§ **RECORDS FOR THE EXERCISE**
------------------------------------------------------------
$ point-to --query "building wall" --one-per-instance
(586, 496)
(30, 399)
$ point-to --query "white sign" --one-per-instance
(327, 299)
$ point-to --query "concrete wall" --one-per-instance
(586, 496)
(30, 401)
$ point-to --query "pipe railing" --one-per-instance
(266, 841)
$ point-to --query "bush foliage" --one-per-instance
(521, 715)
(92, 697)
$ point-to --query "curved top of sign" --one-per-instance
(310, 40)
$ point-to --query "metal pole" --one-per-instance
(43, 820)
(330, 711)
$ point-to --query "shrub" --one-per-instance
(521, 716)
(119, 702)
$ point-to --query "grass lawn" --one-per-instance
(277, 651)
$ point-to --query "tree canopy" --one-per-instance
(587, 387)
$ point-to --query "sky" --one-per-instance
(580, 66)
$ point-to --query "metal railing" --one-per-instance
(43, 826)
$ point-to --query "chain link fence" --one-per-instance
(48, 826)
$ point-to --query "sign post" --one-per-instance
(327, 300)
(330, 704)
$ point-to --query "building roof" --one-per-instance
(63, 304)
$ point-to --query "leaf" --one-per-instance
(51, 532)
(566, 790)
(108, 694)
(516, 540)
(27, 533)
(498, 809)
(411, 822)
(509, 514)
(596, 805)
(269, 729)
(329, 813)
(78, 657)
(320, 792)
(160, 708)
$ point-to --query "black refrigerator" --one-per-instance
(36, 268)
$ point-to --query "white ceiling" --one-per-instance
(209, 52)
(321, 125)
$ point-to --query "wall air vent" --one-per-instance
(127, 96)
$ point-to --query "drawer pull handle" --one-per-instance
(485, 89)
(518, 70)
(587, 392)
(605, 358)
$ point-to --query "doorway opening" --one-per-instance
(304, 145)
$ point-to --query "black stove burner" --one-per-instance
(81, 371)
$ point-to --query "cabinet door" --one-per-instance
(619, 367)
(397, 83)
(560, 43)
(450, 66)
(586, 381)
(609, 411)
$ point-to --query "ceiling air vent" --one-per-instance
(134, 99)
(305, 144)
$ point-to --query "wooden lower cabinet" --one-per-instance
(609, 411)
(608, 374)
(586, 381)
------------------------------------------------------------
§ **WORK TO BE COMPLETED**
Output the records once more, exactly as they stand.

§ **ANSWER SPACE**
$ point-to --query "building wall" --one-per-instance
(586, 496)
(30, 399)
$ point-to --query "white sign" --one-per-instance
(327, 299)
$ point-to --query "concrete wall" --one-per-instance
(586, 496)
(30, 401)
$ point-to --query "pipe railing" --one-per-instance
(266, 841)
$ point-to --query "bush foliage" --one-per-instance
(521, 715)
(92, 697)
$ point-to --query "curved top of sign" --one-per-instance
(310, 40)
$ point-to --query "metal pole" --one-per-instance
(43, 820)
(330, 711)
$ point-to --query "shrub" --one-per-instance
(521, 716)
(119, 702)
$ point-to --query "grass lawn" --one-per-instance
(277, 651)
$ point-to --query "tree canopy" --one-per-instance
(587, 387)
$ point-to --query "sky" --one-per-instance
(580, 66)
$ point-to --query "metal railing" --one-per-instance
(43, 826)
$ point-to --query "chain link fence" --one-per-instance
(48, 826)
$ point-to --query "sign post" --one-per-instance
(327, 300)
(330, 704)
$ point-to --query "building roof" --one-per-instance
(63, 304)
$ point-to --query "leaf" --one-per-instance
(51, 532)
(566, 790)
(108, 694)
(516, 540)
(27, 533)
(498, 809)
(411, 822)
(509, 514)
(596, 805)
(269, 729)
(329, 813)
(78, 657)
(320, 792)
(160, 708)
$ point-to --query "black refrigerator" --one-per-instance
(36, 268)
$ point-to --query "white ceiling" --one-per-instance
(209, 52)
(321, 125)
$ point-to --query "wall air vent" --one-per-instance
(127, 96)
$ point-to --query "drawer pull handle" --one-per-instance
(485, 89)
(518, 70)
(587, 392)
(605, 358)
$ point-to --query "doorway opening" --one-per-instance
(304, 145)
$ point-to --query "black stove burner" --one-per-instance
(81, 371)
$ point-to --query "cabinet door" --one-per-instance
(619, 367)
(397, 83)
(560, 43)
(450, 66)
(586, 381)
(609, 411)
$ point-to --query "ceiling air vent" --one-per-instance
(134, 99)
(305, 144)
$ point-to --query "wooden lower cabinet" --one-per-instance
(609, 411)
(608, 374)
(586, 381)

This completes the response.